WHAT IS BEING ASKED
Report each line of the records that contains the word "snowy", copying every such line in full.
--- START ---
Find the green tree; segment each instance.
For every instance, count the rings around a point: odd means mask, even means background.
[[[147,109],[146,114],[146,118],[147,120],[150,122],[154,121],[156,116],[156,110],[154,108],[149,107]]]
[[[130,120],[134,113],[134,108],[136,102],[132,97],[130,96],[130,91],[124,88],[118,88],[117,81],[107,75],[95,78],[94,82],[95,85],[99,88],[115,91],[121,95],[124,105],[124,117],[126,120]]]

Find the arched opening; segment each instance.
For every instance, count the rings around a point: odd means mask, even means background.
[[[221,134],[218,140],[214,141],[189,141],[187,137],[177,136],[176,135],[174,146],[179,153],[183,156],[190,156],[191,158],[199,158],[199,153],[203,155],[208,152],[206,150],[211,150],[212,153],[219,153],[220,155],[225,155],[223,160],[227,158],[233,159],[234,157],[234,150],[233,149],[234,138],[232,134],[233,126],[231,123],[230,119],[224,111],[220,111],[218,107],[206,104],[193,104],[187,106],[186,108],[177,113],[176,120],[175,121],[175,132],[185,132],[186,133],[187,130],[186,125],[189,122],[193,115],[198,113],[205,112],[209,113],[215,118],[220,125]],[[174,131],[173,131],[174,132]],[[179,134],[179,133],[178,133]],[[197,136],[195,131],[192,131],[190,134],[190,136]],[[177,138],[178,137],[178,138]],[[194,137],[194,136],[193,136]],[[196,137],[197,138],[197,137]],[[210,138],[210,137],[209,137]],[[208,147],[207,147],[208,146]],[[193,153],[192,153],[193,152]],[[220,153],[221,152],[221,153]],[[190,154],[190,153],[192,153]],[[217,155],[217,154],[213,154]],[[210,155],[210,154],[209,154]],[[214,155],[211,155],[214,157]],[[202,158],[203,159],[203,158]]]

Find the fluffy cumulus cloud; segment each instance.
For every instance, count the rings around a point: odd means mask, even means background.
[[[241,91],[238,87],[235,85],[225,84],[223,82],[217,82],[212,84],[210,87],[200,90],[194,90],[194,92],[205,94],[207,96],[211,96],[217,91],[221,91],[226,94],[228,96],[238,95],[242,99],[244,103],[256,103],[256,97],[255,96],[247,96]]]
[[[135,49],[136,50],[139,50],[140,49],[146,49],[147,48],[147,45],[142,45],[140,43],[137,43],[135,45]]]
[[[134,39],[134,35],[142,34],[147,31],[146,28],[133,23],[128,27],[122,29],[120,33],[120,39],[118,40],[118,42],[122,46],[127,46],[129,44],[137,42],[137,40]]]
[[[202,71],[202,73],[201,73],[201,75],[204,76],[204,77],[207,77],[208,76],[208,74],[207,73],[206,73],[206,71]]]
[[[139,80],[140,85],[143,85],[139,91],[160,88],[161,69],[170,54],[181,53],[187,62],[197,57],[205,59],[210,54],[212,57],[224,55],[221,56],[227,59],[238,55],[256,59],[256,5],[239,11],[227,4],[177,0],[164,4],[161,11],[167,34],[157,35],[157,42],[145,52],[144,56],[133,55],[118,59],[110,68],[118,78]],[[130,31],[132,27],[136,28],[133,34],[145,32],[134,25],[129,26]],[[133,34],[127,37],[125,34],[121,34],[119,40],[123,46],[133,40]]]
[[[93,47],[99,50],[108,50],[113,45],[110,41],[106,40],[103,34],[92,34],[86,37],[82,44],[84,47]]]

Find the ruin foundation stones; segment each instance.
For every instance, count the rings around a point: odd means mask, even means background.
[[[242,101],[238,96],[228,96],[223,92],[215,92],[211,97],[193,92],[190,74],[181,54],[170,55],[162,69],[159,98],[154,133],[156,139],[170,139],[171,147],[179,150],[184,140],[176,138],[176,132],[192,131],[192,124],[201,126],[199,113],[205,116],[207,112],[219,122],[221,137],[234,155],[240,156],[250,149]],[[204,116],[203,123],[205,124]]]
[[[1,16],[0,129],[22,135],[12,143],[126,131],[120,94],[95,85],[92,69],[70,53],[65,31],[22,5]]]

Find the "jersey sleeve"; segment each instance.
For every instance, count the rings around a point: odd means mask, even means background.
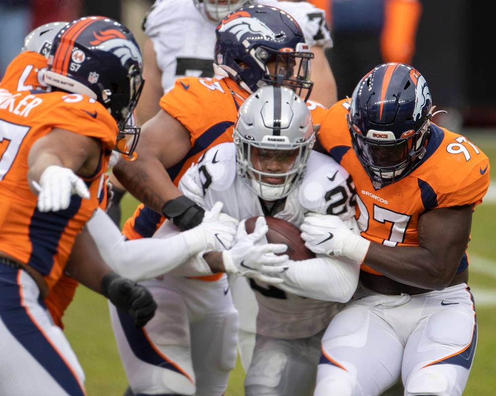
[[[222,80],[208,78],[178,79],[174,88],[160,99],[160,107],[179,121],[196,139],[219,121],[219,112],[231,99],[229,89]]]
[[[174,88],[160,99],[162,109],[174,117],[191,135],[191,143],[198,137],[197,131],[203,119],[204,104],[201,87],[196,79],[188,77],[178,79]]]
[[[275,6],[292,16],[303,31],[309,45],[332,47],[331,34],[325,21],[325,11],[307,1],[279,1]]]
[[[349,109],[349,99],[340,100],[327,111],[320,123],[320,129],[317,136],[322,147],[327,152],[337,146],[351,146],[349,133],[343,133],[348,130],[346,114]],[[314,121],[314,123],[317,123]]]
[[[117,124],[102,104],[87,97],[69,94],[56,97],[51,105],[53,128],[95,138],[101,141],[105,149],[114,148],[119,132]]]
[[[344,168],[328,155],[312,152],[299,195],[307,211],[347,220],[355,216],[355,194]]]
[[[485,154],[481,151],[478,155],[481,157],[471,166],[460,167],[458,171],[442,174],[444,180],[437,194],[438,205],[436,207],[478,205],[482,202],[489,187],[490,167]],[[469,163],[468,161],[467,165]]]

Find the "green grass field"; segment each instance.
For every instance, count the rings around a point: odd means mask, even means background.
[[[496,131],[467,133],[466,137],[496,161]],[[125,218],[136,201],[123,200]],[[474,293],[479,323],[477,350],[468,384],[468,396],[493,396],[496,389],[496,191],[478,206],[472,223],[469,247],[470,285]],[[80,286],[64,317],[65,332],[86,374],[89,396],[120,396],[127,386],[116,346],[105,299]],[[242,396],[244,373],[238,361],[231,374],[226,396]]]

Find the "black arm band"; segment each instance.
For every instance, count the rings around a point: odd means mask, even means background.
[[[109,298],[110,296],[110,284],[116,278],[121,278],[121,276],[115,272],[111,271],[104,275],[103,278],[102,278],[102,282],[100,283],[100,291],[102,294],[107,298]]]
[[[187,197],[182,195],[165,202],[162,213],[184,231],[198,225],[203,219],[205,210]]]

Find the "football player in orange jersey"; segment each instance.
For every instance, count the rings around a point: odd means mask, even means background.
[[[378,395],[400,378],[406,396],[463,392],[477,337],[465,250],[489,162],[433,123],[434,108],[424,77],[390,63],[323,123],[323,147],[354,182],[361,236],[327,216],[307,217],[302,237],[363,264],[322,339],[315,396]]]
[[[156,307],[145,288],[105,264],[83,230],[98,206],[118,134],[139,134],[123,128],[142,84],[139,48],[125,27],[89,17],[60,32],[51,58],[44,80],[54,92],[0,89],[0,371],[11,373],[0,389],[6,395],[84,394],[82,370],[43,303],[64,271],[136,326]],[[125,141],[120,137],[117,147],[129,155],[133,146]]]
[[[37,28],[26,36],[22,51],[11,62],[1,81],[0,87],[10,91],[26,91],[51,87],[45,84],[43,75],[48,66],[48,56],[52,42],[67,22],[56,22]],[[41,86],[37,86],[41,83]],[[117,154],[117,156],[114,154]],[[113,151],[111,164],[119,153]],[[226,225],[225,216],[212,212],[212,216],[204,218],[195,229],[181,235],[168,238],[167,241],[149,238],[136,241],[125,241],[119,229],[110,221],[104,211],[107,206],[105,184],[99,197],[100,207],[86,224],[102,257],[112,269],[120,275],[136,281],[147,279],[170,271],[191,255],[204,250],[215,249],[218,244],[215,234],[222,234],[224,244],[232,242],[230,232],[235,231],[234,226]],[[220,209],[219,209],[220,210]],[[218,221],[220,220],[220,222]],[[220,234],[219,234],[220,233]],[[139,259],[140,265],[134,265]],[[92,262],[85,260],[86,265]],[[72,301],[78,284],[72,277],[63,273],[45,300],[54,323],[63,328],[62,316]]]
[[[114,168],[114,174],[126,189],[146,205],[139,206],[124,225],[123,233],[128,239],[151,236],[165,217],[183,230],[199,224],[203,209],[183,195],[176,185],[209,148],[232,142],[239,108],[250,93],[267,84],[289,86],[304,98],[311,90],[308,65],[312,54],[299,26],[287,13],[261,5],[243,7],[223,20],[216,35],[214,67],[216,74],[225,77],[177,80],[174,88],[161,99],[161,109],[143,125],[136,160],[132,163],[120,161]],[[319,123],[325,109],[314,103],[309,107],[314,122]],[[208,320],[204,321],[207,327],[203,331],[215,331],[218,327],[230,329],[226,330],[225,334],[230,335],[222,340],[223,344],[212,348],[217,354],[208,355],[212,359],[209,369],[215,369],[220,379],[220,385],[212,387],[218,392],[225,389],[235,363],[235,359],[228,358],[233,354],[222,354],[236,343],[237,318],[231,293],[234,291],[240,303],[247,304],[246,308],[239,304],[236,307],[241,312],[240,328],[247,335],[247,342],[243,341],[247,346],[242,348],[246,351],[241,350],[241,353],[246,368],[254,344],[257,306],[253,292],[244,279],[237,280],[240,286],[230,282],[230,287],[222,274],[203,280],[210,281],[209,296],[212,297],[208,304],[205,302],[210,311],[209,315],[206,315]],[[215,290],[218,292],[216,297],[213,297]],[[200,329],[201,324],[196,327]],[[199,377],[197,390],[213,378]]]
--- END ---
--- START ---
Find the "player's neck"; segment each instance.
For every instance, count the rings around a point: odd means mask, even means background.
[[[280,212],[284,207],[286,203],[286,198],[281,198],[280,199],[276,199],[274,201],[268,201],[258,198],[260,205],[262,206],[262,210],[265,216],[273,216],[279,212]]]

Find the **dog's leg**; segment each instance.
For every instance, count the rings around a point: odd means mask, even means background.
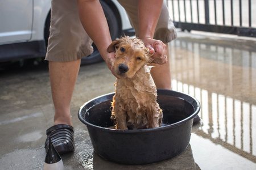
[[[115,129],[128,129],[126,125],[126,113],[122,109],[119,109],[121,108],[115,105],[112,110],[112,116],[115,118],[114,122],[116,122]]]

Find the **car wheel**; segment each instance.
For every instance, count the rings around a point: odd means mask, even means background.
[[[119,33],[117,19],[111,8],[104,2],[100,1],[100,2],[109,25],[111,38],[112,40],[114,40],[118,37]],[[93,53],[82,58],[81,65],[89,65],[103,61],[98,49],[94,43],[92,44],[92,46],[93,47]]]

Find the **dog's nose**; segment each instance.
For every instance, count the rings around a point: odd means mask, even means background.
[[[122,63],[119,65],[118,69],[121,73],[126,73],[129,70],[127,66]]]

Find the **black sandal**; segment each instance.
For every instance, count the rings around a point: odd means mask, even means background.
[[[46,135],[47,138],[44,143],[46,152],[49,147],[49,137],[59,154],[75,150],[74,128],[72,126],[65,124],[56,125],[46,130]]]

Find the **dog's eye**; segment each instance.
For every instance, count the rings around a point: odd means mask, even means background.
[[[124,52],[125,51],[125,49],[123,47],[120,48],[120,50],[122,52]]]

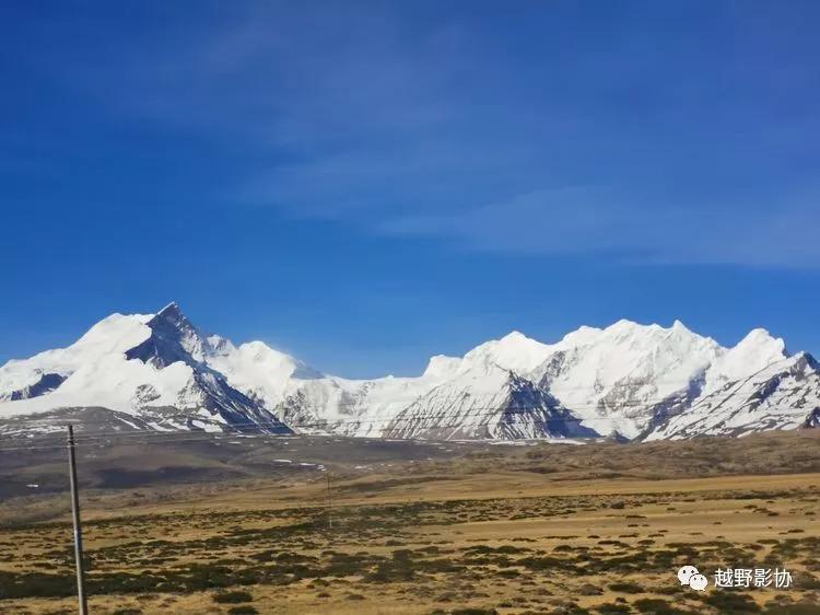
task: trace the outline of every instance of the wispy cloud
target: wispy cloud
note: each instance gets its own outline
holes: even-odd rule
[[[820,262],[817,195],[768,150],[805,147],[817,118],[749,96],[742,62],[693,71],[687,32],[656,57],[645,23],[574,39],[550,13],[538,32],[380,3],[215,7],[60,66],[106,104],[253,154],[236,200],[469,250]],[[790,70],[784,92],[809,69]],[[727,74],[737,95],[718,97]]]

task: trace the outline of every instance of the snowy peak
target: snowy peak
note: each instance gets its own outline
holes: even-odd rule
--- END ---
--- START ---
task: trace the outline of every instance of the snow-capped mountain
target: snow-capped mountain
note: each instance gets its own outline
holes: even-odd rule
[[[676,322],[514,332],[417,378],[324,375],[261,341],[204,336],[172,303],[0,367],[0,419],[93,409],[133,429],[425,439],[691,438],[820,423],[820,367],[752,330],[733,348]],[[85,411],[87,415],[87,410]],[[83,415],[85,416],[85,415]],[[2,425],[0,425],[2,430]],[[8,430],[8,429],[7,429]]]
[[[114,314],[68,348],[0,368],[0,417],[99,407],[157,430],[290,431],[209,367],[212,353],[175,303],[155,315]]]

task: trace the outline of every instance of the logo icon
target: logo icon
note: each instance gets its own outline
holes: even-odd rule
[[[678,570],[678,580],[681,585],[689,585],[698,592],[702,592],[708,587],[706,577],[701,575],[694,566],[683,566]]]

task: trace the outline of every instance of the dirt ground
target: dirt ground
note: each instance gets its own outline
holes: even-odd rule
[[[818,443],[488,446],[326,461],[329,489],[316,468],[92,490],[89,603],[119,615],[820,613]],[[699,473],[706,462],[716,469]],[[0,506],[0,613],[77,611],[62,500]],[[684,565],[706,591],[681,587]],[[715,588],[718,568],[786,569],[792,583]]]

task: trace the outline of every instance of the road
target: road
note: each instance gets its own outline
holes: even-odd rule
--- END ---
ANSWER IN FULL
task: trace the outline of every instance of the snowy peak
target: snowy peak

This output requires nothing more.